To see the full original newsletter with all the photos click here to get the pdf: December 2014 Newsletter
NEXT MEETING: Dec. 9 at 6:30 at 9th and Lincoln. HOLIDAY PARTY!!! We’ll START AN HOUR EARLIER AT 6:30. Please bring a delectable dish to share with your fellow dahlianeers and a wrapped gift (@$10) for our rousing Present Predation game. Your gift should be at least tangentially related to gardening. If your dinner donation requires serving implements, please bring these, too. Both the oven, stove top and refrigerator will be available. Please bring hot pads if needed. Your benevolent Dahlia Society of California will provide plate, utensils and cups. Note: DCSers have been known to don glitzy glad rags; so could you.
DIGGING FOR TREASURE
Lou P. demonstrated his pincer method of using a spade and a pitchfork to prize tuber clumps from the ground. First Lou incises a complete circle all around the clump with a 12-14” radius to sever any roots which might hold the clump down. He reminded us that you can see most eyes only in the first 24 hours, so it’s best to divide immediately. Lou uses a Clorox bath and Captan to staunch the exposed cut edges. After a day of drying out, he puts his treasures in bags with guinea pig shavings. Many of Lou’s roots will go straight to the cutting bench in the greenhouse to provide outstanding plants for our tuber sale the third Saturday in April.
VOTE IS IN
You voted in basically the same slate of people for the next year. President: Tinnee; VP and program deviser Frank; Treasurer, Joe; Secretary: Pat; Corresponding Secretary and Newsletter editor: Deborah. Please let these people know how much you appreciate their efforts for you. Without amazing volunteers like these, we would not have a society. Let them know that you’d like to contribute your talents, too.
DUES ENDUCEMENTS
DSC offers you 3 big inducements to get your 2015 membership form and check in EARLY. If Devi gets your form and money by our holiday party you receive 3 raffle tickets for the for gift certificates to our April Tuber Sale. We will raffle off the certificates, worth $25, $20 and $15, at the February meeting. (Wow!) If received by our January meeting, you get 2 raffle chances; if received by the end of January, 1 raffle ticket. The end of January also means you’ll receive your ADS Classification Book when it is released by the ADS. So: DO IT NOW. {Click for membership form} Fill it out. Add a check. Voila! taken care of for another year.
For the Dahlia Society of California only:
Individual Membership …………………………..$10.00
Family Membership ……………………………….$15.00
For the Dahlia Society of California AND American Dahlia Society (includes ADS Classification Book and quarterly Bulletins):
Individual Membership ………………………….$34.00
Family Membership ………………………………$42.00
Applications are accepted for both societies, or the DSC only. Combined membership includes
ADS at a discounted rate only available in conjunction with local society membership.

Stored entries
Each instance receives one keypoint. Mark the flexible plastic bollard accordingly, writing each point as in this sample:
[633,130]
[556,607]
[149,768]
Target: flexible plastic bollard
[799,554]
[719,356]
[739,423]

→ **What is asked**:
1. Rewrite every line of the listing, requests included, and scale each point coordinate in the answers by 0.45, rounding to whole numbers with halves going up. Leave the numbers in the requests and their format sample unchanged.
2. Pick up the dahlia society newsletter after its final sentence and continue it.

→ **Task answers**:
1.
Each instance receives one keypoint. Mark the flexible plastic bollard accordingly, writing each point as in this sample:
[633,130]
[556,607]
[149,768]
Target: flexible plastic bollard
[360,249]
[324,160]
[333,190]

2.
GENEROSITY OF FRIENDS
How wonderful to see our past president, Lou Cornish, visiting from England with his twin daughters Jackie and Gill. While staying for two weeks at the Gaensler manse, they visited many old friends. Thank also you to those who sated us with their goodies: Pat Hunter with assorted cookies, Baker Bill with his double chocolate rum cake, and Gino with his Sock it to Me Cake. Add a generous helping of fresh fruit to fend off scurvy and all was right with the empire.
PRESENTS FOR YOUR FAVORITE DAHLIANISTAS
Consider getting an electric oscillating tool to use dividing your tubers. Mike S and Devorah have battery operated Dremmels; Deborah’s has an electric cord. There are advantages to either. These make precise cuts quickly without shaking the whole tuber mass and will NOT cut hands—only tubers.
Years ago Dick Meyers gifted Deborah with a plastic padded top for a 5-gallon bucket which turns the bucket into a stool. Simple but comfortable.
Perfect stocking stuffer: big loop handled scissors. I have several pair now which I bought for between $3-5 on Clement or Irving Streets in the Chinese whatnot stores.
Have you ever knelt down in the garden and been stabbed with a little shot of pain from a small rock underneath your kneecap? Spare yourself this misery and get some professional tile-layers knee pads. I crawl around the Dell with impunity wearing this armor.
Last suggestion: Costco has colorful rubber knee boots for $16. These are perfect during the mud months and beyond.
DOUBLE DIVA
Kristine Albrecht’s KA’s Cloud won both the American Dahlia Society’s 2015 Derrill Hart award and as well as the A.D.S. Lynn P. Dudley Award passing at all seven A.D.S. trial gardens in one year. Zowie! Her magnificent introduction, a huge A ID white with a light pink blush, is available from Corralitos Gardens for a whopping $30 a plantlette. Even as an unnamed seedling, KA’s Cloud survived driving up from Santa Cruz to Seattle in an air-conditioned truck and proudly standing on the Court of Honor at the National Show. Major congratulations to Kristine Albrecht and her Blackbird Farms introduction.
For more on KA’s Cloud visit santacruzdahlias.com/kas.cloud.html
DAHLIA PORN: A CAUTIONARY TALE
Who has sat in the bathroom drooling through the Swan Island lavishly illustrated Wish Book? Who has cruised hot commercial dahlia sites in the wee hours of the night staring at flashy flowers? Wow. How we fantasize about the many gorgeous dahlias we might grow in our next season. Indeed, treat yourself to a few new varieties! But be careful. Consider from whom you are buying.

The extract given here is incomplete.